> _Written request_
Give back the lines below word for word, from the line with "As a courtesy, could you identify the bookshelf" up to and including the line with "[894,274,1277,516]".

(Rows from a dataset)
....

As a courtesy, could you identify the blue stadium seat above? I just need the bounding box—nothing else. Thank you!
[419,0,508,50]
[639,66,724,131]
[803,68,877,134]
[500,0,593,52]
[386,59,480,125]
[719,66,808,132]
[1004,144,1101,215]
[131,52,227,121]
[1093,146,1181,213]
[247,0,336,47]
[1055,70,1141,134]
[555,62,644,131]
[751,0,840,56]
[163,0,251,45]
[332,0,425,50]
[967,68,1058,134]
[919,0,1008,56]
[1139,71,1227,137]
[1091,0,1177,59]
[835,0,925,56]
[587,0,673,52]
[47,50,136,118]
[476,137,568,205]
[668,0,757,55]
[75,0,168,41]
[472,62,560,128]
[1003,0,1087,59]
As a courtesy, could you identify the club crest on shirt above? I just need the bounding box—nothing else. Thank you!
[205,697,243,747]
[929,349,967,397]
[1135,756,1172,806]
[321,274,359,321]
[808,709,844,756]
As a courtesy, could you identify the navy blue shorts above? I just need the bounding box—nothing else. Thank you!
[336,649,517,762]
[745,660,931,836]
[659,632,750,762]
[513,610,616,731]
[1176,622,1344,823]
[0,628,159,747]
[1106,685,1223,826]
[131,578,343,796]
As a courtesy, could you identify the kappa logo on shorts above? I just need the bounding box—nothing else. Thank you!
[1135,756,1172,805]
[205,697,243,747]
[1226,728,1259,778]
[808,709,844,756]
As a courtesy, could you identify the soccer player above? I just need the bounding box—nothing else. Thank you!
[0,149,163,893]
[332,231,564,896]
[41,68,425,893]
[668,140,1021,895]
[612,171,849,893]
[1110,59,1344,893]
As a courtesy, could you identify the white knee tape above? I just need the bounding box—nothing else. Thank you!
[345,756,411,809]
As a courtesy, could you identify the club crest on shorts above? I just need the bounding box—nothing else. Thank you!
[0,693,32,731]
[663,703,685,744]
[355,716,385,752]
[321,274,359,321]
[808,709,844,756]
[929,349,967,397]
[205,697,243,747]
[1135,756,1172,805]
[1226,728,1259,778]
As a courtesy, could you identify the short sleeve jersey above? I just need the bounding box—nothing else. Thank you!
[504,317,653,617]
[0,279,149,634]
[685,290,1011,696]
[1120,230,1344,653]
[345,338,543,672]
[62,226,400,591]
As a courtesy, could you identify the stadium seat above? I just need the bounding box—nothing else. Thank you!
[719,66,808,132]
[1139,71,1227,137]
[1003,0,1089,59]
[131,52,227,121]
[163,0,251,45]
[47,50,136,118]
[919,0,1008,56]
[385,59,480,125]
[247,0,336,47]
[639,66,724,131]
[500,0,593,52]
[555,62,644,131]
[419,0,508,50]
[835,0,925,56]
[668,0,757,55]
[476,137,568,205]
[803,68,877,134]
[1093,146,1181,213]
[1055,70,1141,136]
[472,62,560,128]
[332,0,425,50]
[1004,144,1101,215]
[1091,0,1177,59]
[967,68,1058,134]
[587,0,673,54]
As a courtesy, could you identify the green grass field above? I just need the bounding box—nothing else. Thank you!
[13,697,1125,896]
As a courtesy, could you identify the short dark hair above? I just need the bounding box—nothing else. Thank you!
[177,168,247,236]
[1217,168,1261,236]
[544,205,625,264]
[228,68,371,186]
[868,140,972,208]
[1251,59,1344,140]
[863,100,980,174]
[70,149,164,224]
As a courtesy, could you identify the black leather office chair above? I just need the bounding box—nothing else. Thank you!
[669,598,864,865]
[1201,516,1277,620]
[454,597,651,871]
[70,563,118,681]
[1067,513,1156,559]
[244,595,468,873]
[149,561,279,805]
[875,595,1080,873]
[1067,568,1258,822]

....

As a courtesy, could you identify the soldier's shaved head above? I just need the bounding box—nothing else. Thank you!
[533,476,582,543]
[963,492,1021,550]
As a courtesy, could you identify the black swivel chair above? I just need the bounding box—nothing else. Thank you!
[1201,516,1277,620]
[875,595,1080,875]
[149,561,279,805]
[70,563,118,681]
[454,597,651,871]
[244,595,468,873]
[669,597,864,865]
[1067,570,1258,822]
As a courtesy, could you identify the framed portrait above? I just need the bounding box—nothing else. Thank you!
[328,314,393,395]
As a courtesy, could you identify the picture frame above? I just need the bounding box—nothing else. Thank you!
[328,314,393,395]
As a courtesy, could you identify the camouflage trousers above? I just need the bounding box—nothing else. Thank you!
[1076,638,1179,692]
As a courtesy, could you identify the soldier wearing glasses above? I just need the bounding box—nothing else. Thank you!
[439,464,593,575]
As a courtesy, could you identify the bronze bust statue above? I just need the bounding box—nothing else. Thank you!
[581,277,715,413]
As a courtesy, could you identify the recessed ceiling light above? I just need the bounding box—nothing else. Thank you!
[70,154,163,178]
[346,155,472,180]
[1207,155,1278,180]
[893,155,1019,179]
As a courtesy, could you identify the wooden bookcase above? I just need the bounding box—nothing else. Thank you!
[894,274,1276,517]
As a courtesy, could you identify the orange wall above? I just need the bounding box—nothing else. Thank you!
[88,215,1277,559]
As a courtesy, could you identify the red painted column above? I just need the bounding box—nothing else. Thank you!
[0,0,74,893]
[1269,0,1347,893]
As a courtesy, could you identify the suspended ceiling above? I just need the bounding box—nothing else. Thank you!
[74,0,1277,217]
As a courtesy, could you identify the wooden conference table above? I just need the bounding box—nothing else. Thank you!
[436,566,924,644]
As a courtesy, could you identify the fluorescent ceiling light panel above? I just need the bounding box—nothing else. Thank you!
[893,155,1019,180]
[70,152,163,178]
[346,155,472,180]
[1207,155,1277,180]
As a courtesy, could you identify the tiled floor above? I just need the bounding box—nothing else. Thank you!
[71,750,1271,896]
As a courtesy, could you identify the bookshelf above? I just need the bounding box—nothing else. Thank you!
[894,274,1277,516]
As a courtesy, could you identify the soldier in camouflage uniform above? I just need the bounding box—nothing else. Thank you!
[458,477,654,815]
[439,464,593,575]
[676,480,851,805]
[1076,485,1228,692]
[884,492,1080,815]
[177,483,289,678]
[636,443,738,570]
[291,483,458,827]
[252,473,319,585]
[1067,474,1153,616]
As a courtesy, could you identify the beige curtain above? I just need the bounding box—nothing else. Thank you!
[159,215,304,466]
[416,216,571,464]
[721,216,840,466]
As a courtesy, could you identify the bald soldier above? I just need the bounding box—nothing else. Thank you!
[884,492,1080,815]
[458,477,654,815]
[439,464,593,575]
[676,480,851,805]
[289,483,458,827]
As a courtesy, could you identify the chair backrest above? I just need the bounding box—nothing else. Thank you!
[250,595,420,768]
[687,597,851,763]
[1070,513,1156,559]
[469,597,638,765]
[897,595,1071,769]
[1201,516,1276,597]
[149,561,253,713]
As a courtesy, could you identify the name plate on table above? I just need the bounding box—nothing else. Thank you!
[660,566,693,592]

....

> _Answer to this exercise_
As a courtesy, could you identify the bookshelf above? I just need the bounding box—nothing else. Thank you!
[894,274,1277,516]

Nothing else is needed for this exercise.